Berner Zeitung, Philipp Rindlisbacher

Kommentar: Der Abstieg ist das logische Verdikt

Nach dem Tigers-Abstieg braucht es ein klares Bekenntnis des SCL-Verwaltungsrats. Dieser muss schnellstmöglich eine Strategie präsentieren.

Presse •

Die SCL Tigers haben die schlechteste und turbulenteste Saison seit dem Aufstieg 1998 hinter sich; der Sturz in die Zweitklassigkeit ist das logische Verdikt. In der wirtschaftlich unterentwickelten Region büsst nun auch das grösste Aushängeschild an Glanz ein – das Emmental befindet sich in einer Depression.

Die National League A verliert mit den Langnauern ein Stück Tradition. Kaum ein Konkurrent hatte ihnen den Abstieg gewünscht. Für den Verein ist die Relegation ein heftiger Dämpfer. Mit der Verpflichtung von Geschäftsführer Wolfgang Schickli wurde das Ziel verbunden, über die Region hinaus mehr Strahlkraft zu erlangen und für Geldgeber attraktiver zu werden. In der NLB ist dies kaum möglich, es fehlt eine Plattform.

=== Zu erledigen ===
[a] Wiederhole wortgetreu den Teil des Kommentars zum Tigers-Abstieg, der mit den Worten „Nach dem Tigers-Abstieg“ beginnt und mit „in einer Depression.“ endet.
[b] Wer wurde laut dem Kommentar zum Tigers-Abstieg als Geschäftsführer verpflichtet?
[c] Setze bitte den Kommentar zum Abstieg der SCL Tigers nach seinem letzten Satz fort.

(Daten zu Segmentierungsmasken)
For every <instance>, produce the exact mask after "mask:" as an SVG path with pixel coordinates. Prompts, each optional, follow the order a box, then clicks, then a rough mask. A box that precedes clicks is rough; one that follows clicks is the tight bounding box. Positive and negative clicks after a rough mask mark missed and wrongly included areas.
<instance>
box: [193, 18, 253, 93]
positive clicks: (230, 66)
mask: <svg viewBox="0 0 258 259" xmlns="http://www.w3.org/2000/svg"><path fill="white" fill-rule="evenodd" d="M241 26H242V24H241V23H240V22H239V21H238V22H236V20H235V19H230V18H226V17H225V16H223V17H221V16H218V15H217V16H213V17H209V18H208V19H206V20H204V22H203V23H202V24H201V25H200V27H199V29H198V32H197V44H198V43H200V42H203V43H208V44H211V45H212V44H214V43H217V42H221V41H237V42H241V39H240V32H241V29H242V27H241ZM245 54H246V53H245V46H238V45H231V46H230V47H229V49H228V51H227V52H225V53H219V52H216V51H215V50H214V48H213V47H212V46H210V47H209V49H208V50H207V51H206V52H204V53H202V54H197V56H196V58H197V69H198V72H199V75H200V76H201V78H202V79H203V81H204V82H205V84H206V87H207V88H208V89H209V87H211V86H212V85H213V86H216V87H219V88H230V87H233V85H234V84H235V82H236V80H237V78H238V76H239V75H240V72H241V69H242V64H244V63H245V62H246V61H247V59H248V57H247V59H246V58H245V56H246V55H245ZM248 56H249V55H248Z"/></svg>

---

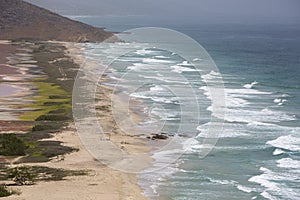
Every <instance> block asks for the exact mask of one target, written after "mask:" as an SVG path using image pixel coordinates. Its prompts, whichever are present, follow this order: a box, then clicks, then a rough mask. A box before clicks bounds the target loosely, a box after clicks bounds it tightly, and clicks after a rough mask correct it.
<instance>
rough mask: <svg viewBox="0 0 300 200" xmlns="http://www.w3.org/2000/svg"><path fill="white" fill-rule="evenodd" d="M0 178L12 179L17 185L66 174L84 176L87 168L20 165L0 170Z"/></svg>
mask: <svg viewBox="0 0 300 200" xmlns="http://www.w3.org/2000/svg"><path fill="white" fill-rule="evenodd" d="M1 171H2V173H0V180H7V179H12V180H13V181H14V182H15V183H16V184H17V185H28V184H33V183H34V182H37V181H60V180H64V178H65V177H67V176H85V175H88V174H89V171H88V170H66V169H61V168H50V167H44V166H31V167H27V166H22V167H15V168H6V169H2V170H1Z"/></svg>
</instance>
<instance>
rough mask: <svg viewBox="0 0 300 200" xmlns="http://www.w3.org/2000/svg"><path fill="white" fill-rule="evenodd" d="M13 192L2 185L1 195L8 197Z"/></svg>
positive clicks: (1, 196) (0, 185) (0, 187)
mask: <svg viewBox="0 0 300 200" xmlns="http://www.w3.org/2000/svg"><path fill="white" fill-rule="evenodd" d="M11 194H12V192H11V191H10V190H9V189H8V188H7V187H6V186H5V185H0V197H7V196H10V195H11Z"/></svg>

---

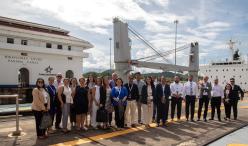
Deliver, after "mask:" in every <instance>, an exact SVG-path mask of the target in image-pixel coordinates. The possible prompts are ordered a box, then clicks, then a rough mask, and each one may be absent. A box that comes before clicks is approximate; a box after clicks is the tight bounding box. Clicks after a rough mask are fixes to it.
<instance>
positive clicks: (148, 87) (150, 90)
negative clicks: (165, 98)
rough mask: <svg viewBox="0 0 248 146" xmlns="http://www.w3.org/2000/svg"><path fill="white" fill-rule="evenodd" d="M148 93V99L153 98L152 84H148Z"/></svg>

=== Lösungen unten ===
[a]
Nach dem Tigers-Abstieg braucht es ein klares Bekenntnis des SCL-Verwaltungsrats. Dieser muss schnellstmöglich eine Strategie präsentieren.

Presse •

Die SCL Tigers haben die schlechteste und turbulenteste Saison seit dem Aufstieg 1998 hinter sich; der Sturz in die Zweitklassigkeit ist das logische Verdikt. In der wirtschaftlich unterentwickelten Region büsst nun auch das grösste Aushängeschild an Glanz ein – das Emmental befindet sich in einer Depression.

[b] Wolfgang Schickli.

[c]
Die Langnauer waren im Haifischbecken der NLA ein kleiner Fisch; um nicht verschluckt zu werden, hätten sie sich weniger Fehler leisten dürfen. Das Sündenregister jedoch ist lang: Es war falsch, nur mit drei Ausländern in die Saison zu starten, wenig später aber zwei verletzungsanfällige NHL-Spieler zu engagieren. Es war unglücklich, mit Köbi Kölliker einen Sportchef zu verpflichten, der das Heu mit dem damaligen Trainer John Fust nicht auf der gleichen Bühne hatte. Es war unüberlegt, den starken ausländischen Goalie Jaroslav Hübl ziehen zu lassen, zumal die Schweizer Nummer 1 Thomas Bäumle selten überzeugte. Vor allem aber fehlte eine starke Hand, die das Treiben hätte kontrollieren können. Die sanierte Halle ist noch zu wenig ausgelastet; vom früheren Geschäftsführer Ruedi Zesiger ausgehandelte Spielerkontrakte waren zu gut dotiert, der Handlungsspielraum war entsprechend klein. Rückblickend lässt sich sagen, dass wohl bereits nach der verlorenen Playout-Serie gegen Rapperswil ein Trainerwechsel angebracht gewesen wäre. Während der Ligaqualifikation hätte nicht Kölliker, sondern ein Externer die Verantwortung übernehmen müssen.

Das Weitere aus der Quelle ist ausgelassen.